**What you are asked to do:**
Reproduce every line of the listing below verbatim, from the first line through the last.
--- begin Input ---
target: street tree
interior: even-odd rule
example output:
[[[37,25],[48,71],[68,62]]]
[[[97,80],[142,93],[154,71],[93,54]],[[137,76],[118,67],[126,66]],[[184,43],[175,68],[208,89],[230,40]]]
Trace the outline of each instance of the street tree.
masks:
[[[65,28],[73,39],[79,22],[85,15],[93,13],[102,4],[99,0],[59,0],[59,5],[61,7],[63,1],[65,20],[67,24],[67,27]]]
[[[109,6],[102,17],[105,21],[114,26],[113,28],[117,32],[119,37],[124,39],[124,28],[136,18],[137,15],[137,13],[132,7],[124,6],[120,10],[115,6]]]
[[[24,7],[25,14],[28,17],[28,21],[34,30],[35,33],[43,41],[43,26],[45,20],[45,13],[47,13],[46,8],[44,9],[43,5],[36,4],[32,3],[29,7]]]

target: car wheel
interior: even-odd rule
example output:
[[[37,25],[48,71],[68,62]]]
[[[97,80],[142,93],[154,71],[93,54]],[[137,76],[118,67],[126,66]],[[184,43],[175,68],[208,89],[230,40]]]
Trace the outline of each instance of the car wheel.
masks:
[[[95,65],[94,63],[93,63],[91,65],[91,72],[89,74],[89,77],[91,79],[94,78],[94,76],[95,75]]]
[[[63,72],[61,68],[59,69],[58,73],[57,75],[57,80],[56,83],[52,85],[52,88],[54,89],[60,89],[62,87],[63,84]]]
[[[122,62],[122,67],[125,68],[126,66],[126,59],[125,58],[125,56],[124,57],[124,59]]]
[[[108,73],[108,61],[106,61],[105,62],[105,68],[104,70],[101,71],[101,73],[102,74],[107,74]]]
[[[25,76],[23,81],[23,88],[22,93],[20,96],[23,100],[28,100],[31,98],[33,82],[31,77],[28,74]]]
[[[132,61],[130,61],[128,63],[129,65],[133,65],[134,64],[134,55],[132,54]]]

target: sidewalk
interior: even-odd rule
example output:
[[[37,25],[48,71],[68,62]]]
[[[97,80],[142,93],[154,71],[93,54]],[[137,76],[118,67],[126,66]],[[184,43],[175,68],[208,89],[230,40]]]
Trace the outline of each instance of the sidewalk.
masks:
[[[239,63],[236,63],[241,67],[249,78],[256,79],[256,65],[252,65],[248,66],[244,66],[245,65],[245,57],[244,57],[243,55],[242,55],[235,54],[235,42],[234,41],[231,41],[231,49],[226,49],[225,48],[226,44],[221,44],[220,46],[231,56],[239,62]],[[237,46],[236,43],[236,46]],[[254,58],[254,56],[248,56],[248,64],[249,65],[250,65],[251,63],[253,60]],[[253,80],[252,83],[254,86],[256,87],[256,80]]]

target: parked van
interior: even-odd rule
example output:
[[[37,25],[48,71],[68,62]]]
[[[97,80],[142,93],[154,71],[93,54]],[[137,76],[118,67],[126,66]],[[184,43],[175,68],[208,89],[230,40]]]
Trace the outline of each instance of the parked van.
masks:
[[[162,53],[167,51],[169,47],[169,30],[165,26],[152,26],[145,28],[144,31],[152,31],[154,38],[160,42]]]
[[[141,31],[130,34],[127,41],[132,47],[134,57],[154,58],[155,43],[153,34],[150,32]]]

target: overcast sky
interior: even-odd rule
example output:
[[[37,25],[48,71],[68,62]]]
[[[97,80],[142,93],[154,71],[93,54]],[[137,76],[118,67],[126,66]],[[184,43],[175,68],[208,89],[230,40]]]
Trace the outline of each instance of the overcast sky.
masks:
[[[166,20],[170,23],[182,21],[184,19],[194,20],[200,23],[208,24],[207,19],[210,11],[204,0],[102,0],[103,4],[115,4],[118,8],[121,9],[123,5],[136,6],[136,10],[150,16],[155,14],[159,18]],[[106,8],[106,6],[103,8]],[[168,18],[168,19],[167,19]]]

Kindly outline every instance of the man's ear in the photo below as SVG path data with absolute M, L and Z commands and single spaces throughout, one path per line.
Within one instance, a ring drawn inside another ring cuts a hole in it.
--- end Input ---
**Solution to this task:**
target: street tree
interior: even-odd rule
example output:
[[[37,25],[48,71],[68,62]]]
[[[97,80],[142,93],[154,71],[93,54]],[[137,76],[118,67],[126,66]],[[184,43],[175,68],[208,89],[230,40]]]
Trace the outline of each instance of the street tree.
masks:
[[[65,28],[73,39],[79,22],[85,15],[93,13],[102,4],[99,0],[59,0],[59,5],[61,7],[63,1],[65,20],[67,24],[67,27]]]
[[[109,6],[102,17],[105,21],[114,26],[113,28],[117,32],[119,37],[124,39],[124,28],[136,18],[137,15],[137,13],[132,7],[124,6],[120,10],[115,6]]]
[[[24,7],[25,14],[28,17],[28,21],[34,30],[35,33],[43,41],[43,26],[45,20],[45,13],[47,13],[46,8],[44,9],[43,5],[36,4],[32,3],[29,7]]]

target: car wheel
interior: even-odd rule
example output:
[[[37,25],[48,71],[68,62]]]
[[[97,80],[142,93],[154,71],[93,54]],[[137,76],[118,67],[126,66]],[[184,43],[175,68],[208,89],[230,40]]]
Trace the outline of each instance of the car wheel.
masks:
[[[95,65],[94,63],[93,63],[91,65],[91,72],[89,74],[89,77],[91,79],[94,78],[94,76],[95,75]]]
[[[63,72],[61,68],[59,69],[58,73],[57,75],[57,80],[56,83],[52,85],[52,88],[54,89],[60,89],[62,87],[63,84]]]
[[[122,62],[122,67],[125,68],[126,66],[126,59],[125,58],[125,56],[124,57],[124,59]]]
[[[108,73],[108,61],[106,61],[105,62],[105,68],[104,70],[101,71],[101,73],[102,74],[107,74]]]
[[[25,76],[23,81],[23,88],[22,93],[20,96],[23,100],[28,100],[31,98],[33,82],[31,77],[28,74]]]
[[[132,61],[130,61],[128,63],[129,65],[133,65],[134,64],[134,55],[132,54]]]

target: sidewalk
interior: even-odd rule
example output:
[[[37,25],[48,71],[68,62]]]
[[[97,80],[142,93],[154,71],[93,54]],[[137,76],[118,67],[126,66]],[[184,43],[175,68],[208,89],[230,40]]]
Trace the outline of each instance of the sidewalk.
masks:
[[[239,63],[236,63],[241,67],[249,78],[256,79],[256,65],[252,65],[248,66],[244,66],[245,65],[245,57],[244,57],[243,55],[242,55],[235,54],[235,42],[234,41],[231,41],[231,49],[226,49],[225,48],[226,44],[221,44],[220,46],[231,56],[239,62]],[[237,46],[236,43],[236,46]],[[254,58],[254,56],[248,56],[248,64],[249,65],[250,65],[251,63],[253,60]],[[253,80],[252,83],[254,86],[256,87],[256,80]]]

target: parked van
interior: even-odd rule
example output:
[[[37,25],[48,71],[68,62]]]
[[[97,80],[142,93],[154,71],[93,54]],[[137,76],[118,67],[126,66]],[[184,43],[175,68],[208,89],[230,40]]]
Trace the outline of each instance of the parked van.
masks:
[[[162,53],[167,51],[169,47],[169,30],[165,26],[152,26],[145,28],[144,31],[152,31],[154,38],[160,42]]]
[[[141,31],[130,34],[127,41],[132,47],[134,57],[154,58],[155,43],[153,34],[150,32]]]

target: overcast sky
interior: even-odd rule
example output:
[[[37,25],[48,71],[68,62]]]
[[[97,80],[142,93],[154,71],[93,54]],[[137,76],[118,67],[126,66]],[[184,43],[175,68],[208,89],[230,40]]]
Trace the outline of each instance of the overcast sky.
masks:
[[[166,20],[170,23],[182,21],[184,19],[194,20],[200,23],[208,24],[207,19],[210,11],[204,0],[102,0],[103,4],[115,4],[118,8],[121,9],[123,5],[136,6],[136,10],[150,16],[155,14],[159,18]],[[106,8],[106,6],[103,8]],[[168,18],[168,19],[167,19]]]

Kindly outline every instance of the man's ear in the photo below as SVG path data with absolute M, L and Z commands and single spaces throughout, one path per line.
Within one instance, a ring drawn inside another ring cuts a hole in it.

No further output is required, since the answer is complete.